__How to complete this task__. Here are the records. Write out exactly the lines between the one holding "Query: white tile" and the one holding "Query: large bottom-left", inclusive.

__Source data__.
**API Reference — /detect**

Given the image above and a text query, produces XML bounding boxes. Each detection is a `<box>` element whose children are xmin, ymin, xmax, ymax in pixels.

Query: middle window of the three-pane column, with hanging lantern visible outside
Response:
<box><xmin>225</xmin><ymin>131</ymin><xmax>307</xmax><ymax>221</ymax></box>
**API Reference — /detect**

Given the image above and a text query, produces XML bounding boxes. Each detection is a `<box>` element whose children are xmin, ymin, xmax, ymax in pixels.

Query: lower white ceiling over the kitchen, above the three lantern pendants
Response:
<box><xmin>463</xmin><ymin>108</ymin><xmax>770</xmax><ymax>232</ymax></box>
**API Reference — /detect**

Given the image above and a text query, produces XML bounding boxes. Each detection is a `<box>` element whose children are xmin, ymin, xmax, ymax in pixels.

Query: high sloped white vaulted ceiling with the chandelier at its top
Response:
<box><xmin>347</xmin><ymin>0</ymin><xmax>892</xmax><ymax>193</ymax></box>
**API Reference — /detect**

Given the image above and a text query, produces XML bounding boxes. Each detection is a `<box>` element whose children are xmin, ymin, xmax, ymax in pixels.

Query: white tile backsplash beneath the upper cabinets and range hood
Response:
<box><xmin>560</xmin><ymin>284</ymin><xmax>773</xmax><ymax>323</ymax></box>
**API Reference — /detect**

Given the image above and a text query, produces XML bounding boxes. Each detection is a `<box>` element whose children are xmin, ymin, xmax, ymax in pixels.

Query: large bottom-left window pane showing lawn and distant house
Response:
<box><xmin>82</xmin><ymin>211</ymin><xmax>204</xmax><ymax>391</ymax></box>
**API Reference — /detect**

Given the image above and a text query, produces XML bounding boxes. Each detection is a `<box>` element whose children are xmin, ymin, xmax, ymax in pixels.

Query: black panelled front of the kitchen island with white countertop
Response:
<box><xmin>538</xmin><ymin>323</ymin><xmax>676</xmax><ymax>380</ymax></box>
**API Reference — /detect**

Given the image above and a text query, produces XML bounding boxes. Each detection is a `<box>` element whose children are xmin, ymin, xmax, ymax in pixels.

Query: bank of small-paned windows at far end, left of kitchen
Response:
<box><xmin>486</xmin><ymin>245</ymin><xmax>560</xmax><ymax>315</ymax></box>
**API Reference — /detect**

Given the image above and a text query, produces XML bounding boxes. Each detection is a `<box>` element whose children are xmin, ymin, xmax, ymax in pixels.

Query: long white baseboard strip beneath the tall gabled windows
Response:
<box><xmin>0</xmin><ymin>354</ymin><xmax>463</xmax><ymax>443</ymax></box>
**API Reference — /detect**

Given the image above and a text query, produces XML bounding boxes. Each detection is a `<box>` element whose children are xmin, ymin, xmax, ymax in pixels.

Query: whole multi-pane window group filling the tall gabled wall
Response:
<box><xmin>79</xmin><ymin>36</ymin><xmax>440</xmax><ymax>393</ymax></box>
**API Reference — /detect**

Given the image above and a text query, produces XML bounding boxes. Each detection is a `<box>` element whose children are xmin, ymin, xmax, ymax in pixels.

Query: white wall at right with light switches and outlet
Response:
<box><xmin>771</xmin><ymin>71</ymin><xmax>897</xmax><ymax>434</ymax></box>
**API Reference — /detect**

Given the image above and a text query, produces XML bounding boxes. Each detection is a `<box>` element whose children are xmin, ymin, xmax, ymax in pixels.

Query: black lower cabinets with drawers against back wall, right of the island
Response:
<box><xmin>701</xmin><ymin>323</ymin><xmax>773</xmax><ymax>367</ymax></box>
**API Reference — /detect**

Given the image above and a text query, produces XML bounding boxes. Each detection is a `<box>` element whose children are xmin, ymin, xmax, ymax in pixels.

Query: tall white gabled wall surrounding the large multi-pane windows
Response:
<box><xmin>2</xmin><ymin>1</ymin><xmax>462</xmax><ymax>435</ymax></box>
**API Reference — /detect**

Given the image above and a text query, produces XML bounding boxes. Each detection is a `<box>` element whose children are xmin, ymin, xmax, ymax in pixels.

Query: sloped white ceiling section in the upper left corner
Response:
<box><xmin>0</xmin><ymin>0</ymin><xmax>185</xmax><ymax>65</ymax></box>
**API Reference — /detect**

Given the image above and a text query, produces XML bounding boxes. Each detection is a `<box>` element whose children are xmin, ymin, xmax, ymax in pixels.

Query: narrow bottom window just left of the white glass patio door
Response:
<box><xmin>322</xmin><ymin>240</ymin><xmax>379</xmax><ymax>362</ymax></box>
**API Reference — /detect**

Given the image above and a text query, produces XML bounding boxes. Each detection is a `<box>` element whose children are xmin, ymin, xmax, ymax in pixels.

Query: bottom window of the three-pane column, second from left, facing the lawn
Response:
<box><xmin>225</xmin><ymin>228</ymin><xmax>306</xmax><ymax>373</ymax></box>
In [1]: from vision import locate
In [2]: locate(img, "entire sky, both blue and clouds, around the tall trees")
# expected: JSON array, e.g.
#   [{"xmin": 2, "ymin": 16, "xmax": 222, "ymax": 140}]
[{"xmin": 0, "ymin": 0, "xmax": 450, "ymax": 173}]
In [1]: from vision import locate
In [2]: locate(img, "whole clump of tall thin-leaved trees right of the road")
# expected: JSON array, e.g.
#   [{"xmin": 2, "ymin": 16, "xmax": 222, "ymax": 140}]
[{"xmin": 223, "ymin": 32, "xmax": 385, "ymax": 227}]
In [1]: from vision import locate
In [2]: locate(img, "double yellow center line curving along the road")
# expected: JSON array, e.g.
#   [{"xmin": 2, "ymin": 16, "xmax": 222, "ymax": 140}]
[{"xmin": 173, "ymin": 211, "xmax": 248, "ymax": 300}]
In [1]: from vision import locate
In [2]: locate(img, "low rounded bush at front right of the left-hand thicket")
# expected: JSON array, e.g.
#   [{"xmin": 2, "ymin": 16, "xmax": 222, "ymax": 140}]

__Your solution__.
Query: white tile backsplash beneath the upper cabinets and range hood
Response:
<box><xmin>560</xmin><ymin>284</ymin><xmax>773</xmax><ymax>323</ymax></box>
**API Reference — /detect**

Given the image above and a text query, produces XML bounding boxes. Each detection is a `<box>` element whose children are xmin, ymin, xmax, ymax in pixels.

Query: large bottom-left window pane showing lawn and distant house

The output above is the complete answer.